## [TEXT]
====
United States Coast Survey [Public domain] via Wikimedia Commons
The spatiotemporal distributions of major phytoplankton taxa were quantified to estimate the relative contribution of different microalgal groups to biomass and bloom dynamics in the eutrophic Neuse River Estuary, North Carolina, USA. Biweekly water samples and ambient physical and chemical data were examined at sites along a salinity gradient from January 1994 through December 1996. Chemosystematic photopigments (chlorophylls and carotenoids) were identified and quantified using high-performance liquid chromatography (HPLC). A recently-developed factor-analysis procedure (CHEMTAX) was used to partition the algal group-specific chlorophyll a (chl a) concentrations based on photopigment concentrations. Results were spatially and temporally integrated to determine the ecosystem-level dynamics of phytoplankton community constituents. Seasonal patterns of phytoplankton community-composition changes were observed over the 3 yr. Dinoflagellates reached maximum abundance in the late winter to early spring (January to March), followed by a spring diatom bloom (May to July). Cyanobacteria were more prevalent during summer months and made a large contribution to phytoplankton biomass, possibly in response to nutrient-enriched freshwater discharge. Cryptomonad blooms were not associated with a particular season, and varied from year to year. Chlorophyte abundance was low, but occasional blooms occurred during spring and summer. Over the 3 yr period, the total contribution of each algal group, in terms of chl a, was evenly balanced, with each contributing nearly 20% of the total chl a. Cryptomonad, chlorophyte, and cyanobacterial dynamics did not exhibit regular seasonal bloom patterns. High dissolved inorganic-nitrogen loading during the summer months promoted major blooms of cryptomonads, chlorophytes, and cyanobacteria.
Pinckney, J.L., Paerl, H.W., Harrington, M.B. & Howe, K.E. Annual cycles of phytoplankton community-structure and bloom dynamics in the Neuse River Estuary, North Carolina. Mar. Biol. 131, 371-381 (1998).
====
## [MATERIAL PROVIDED]
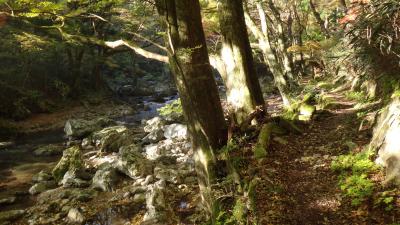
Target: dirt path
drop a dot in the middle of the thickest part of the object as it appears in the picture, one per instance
(298, 186)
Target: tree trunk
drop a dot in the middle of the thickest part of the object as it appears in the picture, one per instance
(268, 53)
(190, 65)
(243, 88)
(320, 22)
(282, 43)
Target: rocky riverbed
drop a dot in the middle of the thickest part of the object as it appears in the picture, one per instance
(130, 169)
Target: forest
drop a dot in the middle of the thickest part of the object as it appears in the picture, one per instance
(208, 112)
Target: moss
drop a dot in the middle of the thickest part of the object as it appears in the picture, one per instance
(173, 108)
(306, 109)
(354, 170)
(239, 211)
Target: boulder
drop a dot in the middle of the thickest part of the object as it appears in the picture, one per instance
(155, 205)
(132, 163)
(153, 151)
(155, 124)
(176, 131)
(71, 160)
(306, 111)
(79, 128)
(7, 201)
(49, 150)
(76, 179)
(105, 178)
(7, 217)
(4, 145)
(110, 139)
(75, 216)
(42, 176)
(42, 187)
(154, 136)
(168, 174)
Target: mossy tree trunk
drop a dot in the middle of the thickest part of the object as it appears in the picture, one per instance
(282, 42)
(269, 54)
(243, 88)
(190, 65)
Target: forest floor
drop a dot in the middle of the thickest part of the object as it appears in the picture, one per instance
(297, 183)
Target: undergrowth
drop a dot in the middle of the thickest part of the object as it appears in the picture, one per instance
(355, 172)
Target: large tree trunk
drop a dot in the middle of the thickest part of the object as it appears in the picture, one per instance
(190, 65)
(319, 20)
(282, 42)
(243, 88)
(269, 54)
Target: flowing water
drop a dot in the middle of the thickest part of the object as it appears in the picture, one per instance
(18, 164)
====
Name every algal group whose seasonal pattern is described in the Neuse River Estuary text.

Dinoflagellates, diatoms, cyanobacteria, cryptomonads, chlorophytes